Data lines -
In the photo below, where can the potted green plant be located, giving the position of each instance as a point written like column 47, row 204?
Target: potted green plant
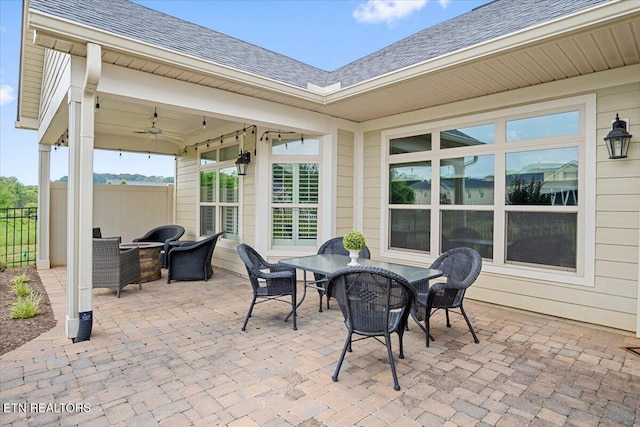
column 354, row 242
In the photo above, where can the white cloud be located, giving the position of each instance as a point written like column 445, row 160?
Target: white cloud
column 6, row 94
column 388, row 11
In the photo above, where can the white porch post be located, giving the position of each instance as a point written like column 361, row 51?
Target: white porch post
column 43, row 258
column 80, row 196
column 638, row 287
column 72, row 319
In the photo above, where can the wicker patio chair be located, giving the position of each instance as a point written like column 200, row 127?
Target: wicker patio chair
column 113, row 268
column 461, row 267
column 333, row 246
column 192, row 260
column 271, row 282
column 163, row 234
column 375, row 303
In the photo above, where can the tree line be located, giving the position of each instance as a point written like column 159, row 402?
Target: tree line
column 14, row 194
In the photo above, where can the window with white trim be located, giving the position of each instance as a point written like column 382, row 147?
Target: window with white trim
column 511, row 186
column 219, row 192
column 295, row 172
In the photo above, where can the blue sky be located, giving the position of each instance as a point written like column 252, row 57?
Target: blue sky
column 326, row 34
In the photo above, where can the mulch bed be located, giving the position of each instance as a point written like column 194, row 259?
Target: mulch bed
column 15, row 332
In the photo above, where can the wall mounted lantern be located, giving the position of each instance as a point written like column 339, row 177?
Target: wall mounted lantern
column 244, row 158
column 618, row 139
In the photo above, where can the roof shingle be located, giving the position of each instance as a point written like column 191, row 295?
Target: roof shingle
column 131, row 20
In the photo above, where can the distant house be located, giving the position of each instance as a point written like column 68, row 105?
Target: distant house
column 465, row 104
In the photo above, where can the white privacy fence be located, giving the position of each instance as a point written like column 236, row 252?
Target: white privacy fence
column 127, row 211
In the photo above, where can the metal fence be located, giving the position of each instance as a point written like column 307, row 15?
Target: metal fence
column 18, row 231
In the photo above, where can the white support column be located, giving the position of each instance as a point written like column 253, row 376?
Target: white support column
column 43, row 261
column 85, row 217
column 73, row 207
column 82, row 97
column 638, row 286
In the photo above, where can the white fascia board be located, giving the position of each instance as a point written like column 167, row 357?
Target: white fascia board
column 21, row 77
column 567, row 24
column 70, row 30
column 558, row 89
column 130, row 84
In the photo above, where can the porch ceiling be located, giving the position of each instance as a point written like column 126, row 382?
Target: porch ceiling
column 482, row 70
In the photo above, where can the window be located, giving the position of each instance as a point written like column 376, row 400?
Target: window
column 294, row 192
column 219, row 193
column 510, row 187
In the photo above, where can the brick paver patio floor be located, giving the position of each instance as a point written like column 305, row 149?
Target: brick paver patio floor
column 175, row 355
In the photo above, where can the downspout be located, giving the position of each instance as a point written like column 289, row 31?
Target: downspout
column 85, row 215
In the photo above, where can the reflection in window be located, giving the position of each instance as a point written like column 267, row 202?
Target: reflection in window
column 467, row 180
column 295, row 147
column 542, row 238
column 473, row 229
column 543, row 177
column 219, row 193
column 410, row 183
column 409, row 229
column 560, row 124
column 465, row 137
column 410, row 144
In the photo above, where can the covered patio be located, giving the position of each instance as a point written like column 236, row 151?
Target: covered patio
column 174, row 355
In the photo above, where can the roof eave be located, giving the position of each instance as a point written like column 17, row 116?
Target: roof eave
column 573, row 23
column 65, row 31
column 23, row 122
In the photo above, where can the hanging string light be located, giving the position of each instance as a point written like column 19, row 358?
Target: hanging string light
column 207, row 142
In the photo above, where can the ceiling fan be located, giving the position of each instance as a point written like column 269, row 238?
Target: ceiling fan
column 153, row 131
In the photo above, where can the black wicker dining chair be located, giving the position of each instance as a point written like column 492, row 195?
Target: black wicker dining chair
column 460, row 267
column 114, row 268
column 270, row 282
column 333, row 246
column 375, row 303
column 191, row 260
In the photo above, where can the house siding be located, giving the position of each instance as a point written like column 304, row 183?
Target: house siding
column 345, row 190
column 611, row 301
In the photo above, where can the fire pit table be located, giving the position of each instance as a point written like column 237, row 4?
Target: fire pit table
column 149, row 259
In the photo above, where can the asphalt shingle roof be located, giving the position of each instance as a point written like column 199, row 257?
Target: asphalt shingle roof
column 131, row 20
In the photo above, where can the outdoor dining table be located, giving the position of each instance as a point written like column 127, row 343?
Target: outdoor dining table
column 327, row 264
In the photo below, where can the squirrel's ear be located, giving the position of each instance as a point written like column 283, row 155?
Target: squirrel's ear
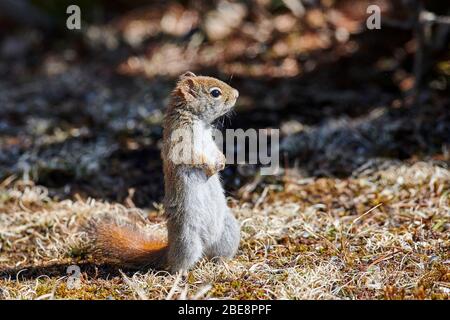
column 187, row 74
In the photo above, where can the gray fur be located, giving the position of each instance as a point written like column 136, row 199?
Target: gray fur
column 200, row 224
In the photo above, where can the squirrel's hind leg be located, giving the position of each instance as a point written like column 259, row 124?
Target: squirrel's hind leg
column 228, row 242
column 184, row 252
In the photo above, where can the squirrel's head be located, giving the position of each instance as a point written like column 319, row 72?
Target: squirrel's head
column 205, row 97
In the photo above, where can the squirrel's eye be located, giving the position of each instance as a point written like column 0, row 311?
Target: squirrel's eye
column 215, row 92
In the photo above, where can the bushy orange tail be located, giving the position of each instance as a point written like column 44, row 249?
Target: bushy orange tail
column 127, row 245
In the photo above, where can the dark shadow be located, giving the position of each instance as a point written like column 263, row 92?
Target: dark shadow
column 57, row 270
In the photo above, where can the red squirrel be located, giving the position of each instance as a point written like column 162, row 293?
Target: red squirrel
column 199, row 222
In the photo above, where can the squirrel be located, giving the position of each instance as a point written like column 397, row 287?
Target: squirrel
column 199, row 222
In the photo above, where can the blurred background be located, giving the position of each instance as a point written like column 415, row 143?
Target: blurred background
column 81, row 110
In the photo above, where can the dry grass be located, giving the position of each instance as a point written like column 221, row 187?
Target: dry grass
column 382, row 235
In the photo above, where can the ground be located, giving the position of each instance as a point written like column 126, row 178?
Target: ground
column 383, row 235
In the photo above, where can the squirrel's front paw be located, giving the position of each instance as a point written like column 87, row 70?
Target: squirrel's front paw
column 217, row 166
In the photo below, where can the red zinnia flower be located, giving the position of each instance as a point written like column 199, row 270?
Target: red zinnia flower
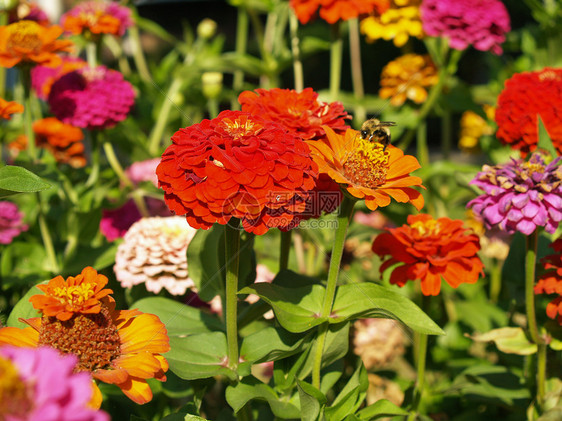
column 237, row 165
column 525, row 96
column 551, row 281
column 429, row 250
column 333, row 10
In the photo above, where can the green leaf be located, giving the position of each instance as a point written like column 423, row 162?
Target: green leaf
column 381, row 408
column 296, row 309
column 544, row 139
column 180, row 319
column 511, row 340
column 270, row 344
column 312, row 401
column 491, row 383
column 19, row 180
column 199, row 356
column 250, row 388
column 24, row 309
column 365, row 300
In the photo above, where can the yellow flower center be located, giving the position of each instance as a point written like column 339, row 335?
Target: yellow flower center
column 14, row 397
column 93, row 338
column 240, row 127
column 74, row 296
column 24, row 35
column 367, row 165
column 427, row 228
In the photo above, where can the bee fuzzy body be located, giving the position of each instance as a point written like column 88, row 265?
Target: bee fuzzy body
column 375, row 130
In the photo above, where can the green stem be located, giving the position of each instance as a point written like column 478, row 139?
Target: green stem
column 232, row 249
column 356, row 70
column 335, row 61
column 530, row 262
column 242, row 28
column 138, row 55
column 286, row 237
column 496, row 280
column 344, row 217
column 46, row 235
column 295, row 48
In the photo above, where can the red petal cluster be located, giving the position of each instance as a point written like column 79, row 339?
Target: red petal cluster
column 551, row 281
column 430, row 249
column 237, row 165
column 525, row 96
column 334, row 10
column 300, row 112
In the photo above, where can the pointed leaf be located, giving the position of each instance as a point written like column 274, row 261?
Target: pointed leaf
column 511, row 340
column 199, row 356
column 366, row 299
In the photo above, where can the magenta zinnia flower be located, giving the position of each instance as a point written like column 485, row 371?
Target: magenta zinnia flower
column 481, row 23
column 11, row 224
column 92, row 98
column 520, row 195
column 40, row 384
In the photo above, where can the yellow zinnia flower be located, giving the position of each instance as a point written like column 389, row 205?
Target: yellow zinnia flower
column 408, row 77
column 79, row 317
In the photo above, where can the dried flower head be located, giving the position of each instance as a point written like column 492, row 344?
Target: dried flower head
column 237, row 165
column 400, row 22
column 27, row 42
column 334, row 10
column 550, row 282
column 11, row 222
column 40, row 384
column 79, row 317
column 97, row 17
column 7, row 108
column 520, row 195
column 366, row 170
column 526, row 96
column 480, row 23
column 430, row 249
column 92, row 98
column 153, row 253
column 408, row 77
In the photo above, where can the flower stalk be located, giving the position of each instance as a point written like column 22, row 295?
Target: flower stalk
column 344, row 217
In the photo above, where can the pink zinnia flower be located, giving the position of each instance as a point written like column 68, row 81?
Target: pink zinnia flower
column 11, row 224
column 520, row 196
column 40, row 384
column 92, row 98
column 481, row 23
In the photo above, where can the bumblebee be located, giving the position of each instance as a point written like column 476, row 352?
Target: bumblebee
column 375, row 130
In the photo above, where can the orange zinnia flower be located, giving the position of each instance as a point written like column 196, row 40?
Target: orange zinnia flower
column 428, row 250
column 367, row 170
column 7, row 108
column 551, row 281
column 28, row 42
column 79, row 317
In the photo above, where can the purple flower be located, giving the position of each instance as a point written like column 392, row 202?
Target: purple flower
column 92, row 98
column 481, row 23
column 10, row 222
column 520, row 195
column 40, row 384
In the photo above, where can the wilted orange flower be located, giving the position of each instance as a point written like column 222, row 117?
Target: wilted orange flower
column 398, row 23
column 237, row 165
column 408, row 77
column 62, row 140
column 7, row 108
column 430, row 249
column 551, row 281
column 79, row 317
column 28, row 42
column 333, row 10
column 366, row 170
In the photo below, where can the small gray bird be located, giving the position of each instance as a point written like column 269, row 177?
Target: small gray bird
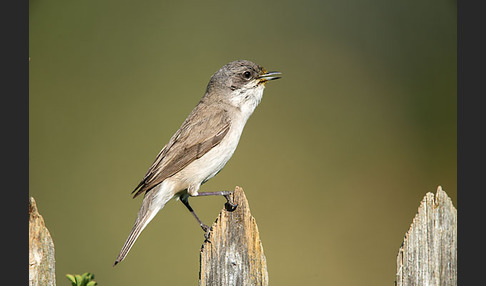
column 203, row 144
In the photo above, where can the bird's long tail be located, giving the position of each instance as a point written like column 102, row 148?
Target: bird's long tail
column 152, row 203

* * *

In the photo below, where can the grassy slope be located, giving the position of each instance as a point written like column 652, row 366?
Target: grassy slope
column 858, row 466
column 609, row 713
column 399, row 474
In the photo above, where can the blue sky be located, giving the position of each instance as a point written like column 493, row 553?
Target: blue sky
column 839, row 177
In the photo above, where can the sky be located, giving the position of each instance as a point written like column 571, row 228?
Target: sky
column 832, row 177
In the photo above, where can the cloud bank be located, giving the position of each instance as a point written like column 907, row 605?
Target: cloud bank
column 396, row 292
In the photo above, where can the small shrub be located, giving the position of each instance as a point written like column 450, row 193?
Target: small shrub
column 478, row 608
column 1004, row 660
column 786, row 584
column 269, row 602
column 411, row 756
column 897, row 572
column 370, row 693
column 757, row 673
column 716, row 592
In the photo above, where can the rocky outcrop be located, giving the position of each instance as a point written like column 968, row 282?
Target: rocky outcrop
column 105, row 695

* * *

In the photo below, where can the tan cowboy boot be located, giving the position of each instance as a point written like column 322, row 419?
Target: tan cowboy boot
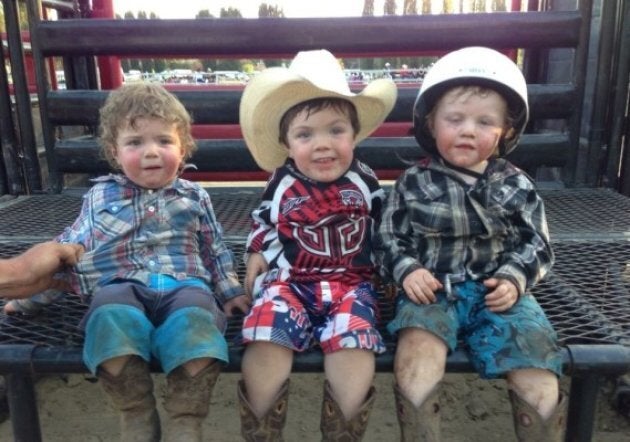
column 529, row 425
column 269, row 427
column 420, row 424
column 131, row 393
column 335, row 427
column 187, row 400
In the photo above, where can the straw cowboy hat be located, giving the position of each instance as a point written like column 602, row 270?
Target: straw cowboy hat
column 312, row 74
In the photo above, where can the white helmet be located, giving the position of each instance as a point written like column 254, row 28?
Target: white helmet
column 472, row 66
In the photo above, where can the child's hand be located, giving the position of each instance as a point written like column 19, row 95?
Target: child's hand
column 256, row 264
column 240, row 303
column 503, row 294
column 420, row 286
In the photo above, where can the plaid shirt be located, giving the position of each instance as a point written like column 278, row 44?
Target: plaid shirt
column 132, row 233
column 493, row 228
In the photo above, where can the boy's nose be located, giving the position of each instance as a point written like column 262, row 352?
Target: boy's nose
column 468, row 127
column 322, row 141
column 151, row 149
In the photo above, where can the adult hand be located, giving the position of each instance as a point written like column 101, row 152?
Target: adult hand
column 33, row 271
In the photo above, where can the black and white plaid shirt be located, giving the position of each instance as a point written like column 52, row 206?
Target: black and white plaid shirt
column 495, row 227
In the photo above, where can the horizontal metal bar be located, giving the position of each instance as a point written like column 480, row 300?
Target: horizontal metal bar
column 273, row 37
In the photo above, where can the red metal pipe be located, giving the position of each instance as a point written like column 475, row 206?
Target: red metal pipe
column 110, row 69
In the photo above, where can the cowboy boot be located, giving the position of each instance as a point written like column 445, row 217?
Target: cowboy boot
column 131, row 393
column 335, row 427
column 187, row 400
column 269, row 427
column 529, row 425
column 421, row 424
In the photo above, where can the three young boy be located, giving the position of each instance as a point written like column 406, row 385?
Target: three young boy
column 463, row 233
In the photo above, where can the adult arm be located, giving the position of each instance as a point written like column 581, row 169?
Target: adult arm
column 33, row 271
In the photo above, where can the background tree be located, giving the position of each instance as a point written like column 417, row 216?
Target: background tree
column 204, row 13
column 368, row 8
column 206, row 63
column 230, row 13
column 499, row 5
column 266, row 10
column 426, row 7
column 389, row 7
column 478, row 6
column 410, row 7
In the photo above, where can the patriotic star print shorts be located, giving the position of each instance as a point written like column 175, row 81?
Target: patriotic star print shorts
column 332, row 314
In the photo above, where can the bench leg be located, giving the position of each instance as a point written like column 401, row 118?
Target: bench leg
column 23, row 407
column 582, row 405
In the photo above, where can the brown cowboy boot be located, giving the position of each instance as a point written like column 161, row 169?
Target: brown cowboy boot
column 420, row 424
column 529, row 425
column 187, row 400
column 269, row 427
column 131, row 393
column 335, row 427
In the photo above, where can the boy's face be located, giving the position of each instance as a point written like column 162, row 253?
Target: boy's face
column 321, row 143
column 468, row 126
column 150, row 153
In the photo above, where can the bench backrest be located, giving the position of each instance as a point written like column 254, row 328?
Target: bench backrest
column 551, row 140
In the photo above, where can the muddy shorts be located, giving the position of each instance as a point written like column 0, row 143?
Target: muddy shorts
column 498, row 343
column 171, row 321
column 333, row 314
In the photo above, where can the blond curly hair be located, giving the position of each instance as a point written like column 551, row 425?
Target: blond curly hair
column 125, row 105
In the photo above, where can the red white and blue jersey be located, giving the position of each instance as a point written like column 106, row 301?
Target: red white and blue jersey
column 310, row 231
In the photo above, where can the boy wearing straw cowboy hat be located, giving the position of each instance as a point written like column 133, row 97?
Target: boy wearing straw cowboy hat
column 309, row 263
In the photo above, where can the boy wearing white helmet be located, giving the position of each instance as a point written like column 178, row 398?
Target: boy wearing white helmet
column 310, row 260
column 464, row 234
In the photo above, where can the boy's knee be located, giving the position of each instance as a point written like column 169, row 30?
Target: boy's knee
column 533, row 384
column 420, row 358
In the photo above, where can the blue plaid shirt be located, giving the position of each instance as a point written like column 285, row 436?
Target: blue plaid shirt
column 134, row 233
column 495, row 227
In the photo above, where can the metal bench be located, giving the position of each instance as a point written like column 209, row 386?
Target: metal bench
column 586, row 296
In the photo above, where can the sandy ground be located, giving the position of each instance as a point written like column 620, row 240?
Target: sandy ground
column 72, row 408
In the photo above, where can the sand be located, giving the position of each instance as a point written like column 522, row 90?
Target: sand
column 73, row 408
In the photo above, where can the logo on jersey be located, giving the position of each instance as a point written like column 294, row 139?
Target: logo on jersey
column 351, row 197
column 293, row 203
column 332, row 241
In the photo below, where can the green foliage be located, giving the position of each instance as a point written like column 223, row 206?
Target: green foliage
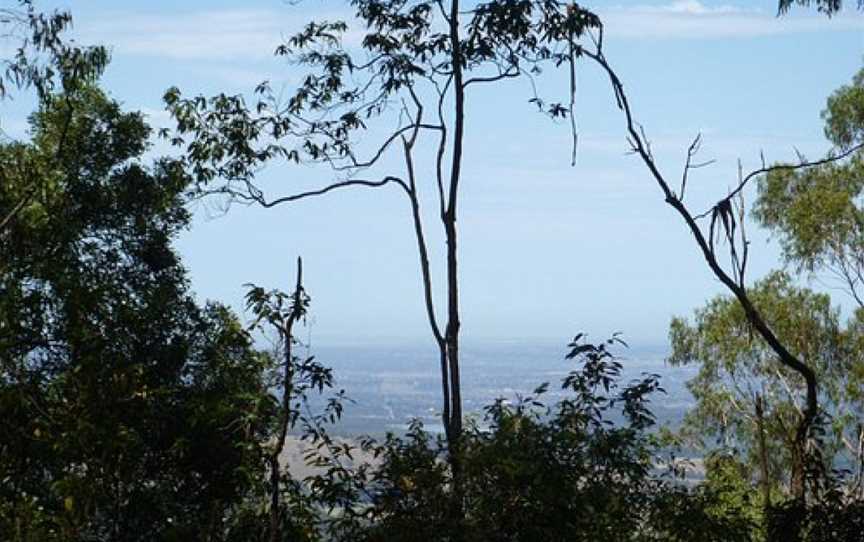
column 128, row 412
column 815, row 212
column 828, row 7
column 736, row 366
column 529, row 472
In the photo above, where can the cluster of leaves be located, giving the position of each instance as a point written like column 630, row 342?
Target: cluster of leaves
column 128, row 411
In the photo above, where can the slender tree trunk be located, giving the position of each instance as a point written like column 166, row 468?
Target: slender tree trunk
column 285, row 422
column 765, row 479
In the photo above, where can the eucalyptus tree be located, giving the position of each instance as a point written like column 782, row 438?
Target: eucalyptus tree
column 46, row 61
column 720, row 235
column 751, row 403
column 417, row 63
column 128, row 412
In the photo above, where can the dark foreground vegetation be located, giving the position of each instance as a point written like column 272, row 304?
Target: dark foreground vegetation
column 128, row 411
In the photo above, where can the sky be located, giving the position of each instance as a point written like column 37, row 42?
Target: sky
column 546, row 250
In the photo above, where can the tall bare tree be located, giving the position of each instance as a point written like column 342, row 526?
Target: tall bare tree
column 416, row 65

Exercise goal -
Reproduce the records word for word, starting at the line containing "In the photo below, where can the potted" and ending at the line containing "column 295, row 172", with both of those lines included. Leave the pictures out.

Completed exercise -
In the photo below, where can the potted green plant be located, giving the position of each instance as a point written like column 47, row 204?
Target: potted green plant
column 354, row 242
In the photo above, where can the white cloud be located, giving the position of each instance as a point written like column 445, row 160?
Target: white cloud
column 6, row 94
column 388, row 11
In the photo above, where can the white porch post be located, giving the position of each instance as a point written like column 361, row 51?
Target: white porch post
column 43, row 258
column 80, row 196
column 638, row 287
column 72, row 319
In the photo above, where can the wicker patio chair be located, giving the position of each instance as a point written like column 200, row 127?
Target: wicker patio chair
column 113, row 268
column 461, row 267
column 333, row 246
column 192, row 260
column 271, row 282
column 163, row 234
column 375, row 303
In the photo above, where can the tree line be located, giving the position of each instance as a point written like column 159, row 402?
Target: tree line
column 14, row 194
In the photo above, where can the window with white trim be located, giving the position of each instance as a point written like column 382, row 147?
Target: window with white trim
column 511, row 186
column 219, row 192
column 295, row 172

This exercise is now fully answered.